[Provided passage — start]

Since the coronavirus outbreak, the industry has been increasingly concerned that clients suffering from financial difficulty may cancel their valuable life policies at a time when they may need them most. Insurers are constantly being asked whether they will provide premium holidays to such clients and some insurers have made positive moves by starting to offer such capabilities. This will undoubtedly help many clients keep their policies in force, however the drawback with this is that the client loses cover during the premium holiday. Yesterday, Vitality were the first insurer to offer clients the ability to reduce benefits (and therefore premiums) without requiring underwriting to reinstate lost benefits. In this article we get into the detail of what this entails.

The ability to reduce benefits is not something that is new. Most if not all insurers allow clients to do so without the need for underwriting. . Whilst this is clearly a better option than cancelling a policy altogether, some cover is better than no cover at all, up until now, no insurer allowed the client to reinstate their benefits to the previous level without underwriting.

[Provided passage — finish]
[Data — start]

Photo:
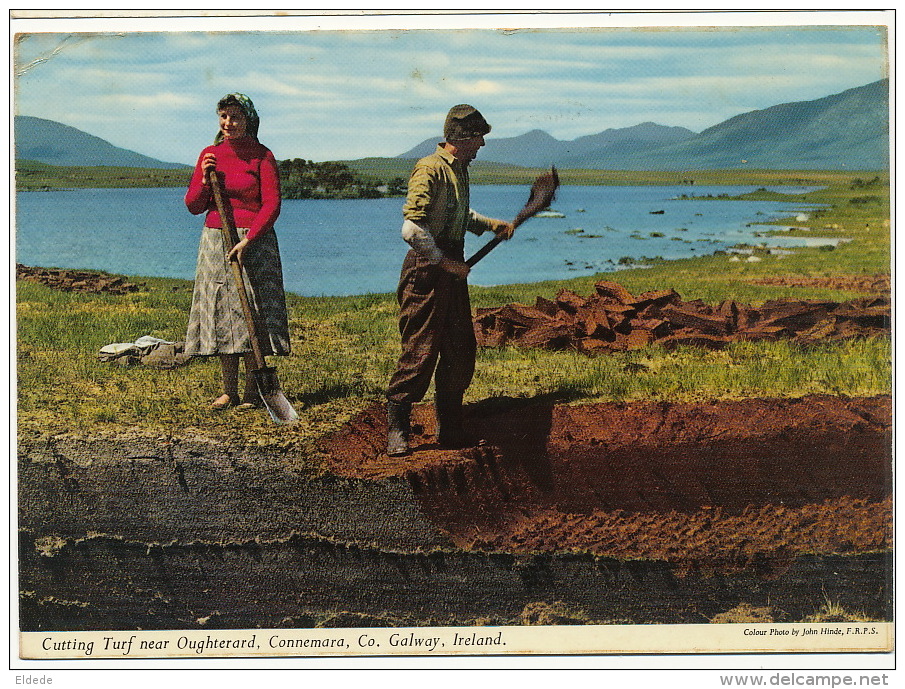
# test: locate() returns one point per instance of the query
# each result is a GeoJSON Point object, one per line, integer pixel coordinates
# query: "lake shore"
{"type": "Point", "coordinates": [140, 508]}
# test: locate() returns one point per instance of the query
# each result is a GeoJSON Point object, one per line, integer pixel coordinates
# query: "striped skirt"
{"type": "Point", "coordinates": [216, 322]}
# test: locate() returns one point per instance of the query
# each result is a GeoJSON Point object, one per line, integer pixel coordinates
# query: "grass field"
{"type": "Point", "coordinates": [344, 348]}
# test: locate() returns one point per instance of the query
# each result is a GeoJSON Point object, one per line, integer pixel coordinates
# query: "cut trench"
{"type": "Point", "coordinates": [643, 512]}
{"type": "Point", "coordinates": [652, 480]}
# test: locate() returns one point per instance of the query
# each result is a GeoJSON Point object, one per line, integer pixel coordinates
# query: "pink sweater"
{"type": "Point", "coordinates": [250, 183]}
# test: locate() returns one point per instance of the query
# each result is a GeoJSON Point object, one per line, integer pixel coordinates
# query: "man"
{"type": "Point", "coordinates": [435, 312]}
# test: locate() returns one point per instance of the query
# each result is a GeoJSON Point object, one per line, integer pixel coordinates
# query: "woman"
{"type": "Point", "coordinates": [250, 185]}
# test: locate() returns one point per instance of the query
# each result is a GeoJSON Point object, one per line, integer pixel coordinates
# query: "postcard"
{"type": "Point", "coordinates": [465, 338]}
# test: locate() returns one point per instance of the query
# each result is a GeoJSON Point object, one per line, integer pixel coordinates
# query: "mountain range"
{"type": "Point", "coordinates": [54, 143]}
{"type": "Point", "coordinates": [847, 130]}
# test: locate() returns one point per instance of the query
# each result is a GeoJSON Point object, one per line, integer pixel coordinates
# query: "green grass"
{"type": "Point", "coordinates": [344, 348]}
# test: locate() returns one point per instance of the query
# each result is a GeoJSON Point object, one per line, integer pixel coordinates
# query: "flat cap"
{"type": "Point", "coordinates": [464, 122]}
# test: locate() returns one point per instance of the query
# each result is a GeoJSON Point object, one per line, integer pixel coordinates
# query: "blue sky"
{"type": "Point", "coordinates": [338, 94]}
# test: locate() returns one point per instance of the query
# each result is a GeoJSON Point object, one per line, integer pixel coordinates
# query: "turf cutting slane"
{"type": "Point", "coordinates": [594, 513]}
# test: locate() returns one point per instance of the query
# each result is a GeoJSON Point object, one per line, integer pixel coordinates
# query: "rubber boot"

[Data — finish]
[Data — start]

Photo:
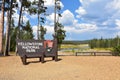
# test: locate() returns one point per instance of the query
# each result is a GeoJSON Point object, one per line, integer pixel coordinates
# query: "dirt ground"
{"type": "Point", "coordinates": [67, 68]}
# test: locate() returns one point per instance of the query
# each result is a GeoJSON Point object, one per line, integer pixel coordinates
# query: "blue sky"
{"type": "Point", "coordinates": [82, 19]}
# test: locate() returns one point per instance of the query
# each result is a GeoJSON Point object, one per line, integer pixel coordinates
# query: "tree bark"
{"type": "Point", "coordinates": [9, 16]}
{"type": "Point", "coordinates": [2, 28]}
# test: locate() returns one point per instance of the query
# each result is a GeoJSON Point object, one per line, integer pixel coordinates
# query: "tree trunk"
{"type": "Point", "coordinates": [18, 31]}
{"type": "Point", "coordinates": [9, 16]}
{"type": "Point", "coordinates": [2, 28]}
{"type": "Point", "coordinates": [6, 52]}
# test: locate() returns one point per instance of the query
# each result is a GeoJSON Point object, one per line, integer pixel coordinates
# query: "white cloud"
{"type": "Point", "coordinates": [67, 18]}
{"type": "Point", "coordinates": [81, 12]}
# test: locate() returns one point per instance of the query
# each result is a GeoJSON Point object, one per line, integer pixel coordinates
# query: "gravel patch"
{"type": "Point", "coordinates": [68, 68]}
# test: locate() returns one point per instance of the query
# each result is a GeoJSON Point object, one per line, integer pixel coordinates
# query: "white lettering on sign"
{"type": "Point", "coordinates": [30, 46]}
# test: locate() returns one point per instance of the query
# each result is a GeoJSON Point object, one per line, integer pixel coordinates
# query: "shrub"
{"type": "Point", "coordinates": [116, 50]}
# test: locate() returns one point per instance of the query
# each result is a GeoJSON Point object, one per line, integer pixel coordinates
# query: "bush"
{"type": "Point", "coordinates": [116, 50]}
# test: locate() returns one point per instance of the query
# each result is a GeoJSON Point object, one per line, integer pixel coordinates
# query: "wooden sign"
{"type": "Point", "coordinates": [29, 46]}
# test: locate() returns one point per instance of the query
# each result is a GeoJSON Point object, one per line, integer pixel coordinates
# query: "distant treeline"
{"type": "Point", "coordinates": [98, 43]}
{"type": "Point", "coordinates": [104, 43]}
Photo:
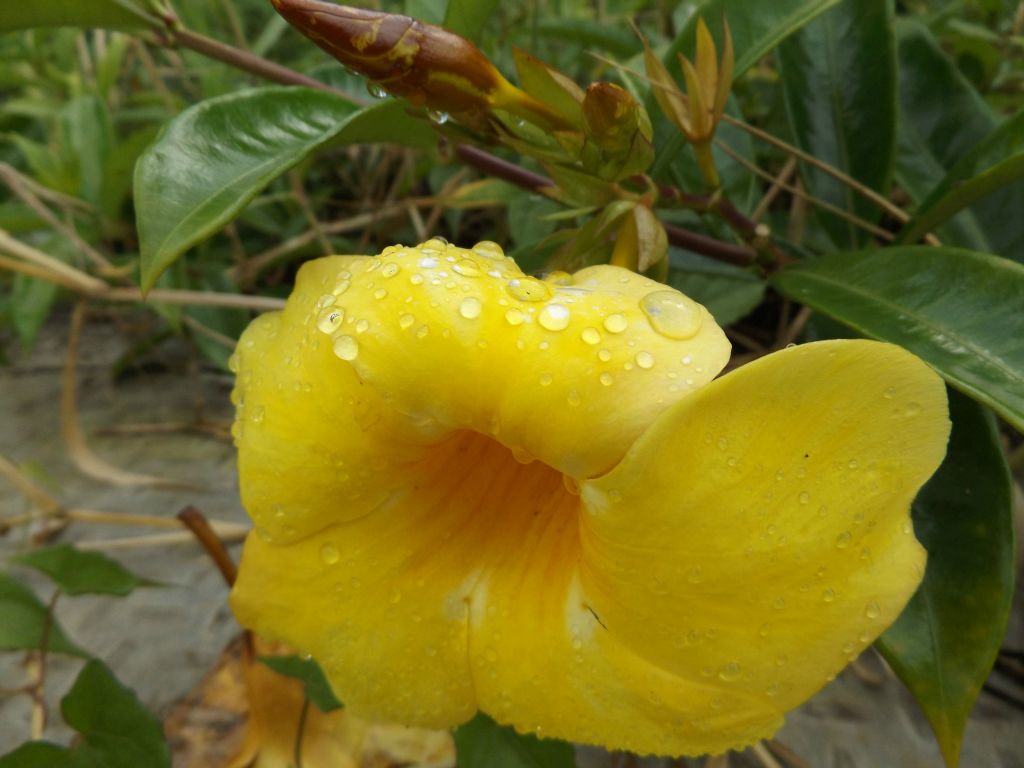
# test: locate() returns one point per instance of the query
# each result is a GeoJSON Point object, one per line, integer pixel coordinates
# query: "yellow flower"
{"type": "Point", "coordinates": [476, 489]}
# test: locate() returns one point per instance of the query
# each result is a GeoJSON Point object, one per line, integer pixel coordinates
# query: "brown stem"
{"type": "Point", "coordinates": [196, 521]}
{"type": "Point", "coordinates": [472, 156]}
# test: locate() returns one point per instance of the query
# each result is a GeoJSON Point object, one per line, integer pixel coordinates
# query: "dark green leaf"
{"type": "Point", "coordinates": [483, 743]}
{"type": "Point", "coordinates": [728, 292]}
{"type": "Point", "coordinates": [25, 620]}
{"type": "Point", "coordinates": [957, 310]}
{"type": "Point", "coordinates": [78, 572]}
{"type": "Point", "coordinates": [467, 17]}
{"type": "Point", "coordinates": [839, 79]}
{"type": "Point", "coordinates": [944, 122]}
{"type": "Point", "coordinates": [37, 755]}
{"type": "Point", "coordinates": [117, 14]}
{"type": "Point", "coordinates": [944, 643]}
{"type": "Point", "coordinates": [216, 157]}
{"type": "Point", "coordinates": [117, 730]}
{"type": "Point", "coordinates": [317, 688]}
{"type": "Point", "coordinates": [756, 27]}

[Data — finish]

§ **What the task requires**: List every course of action the passage on life insurance during the coronavirus outbreak mentions as open to a client in financial difficulty for handling their policy.

§ **Finished task**:
- Cancelling the policy altogether
- Taking a premium holiday
- Reducing benefits, and therefore premiums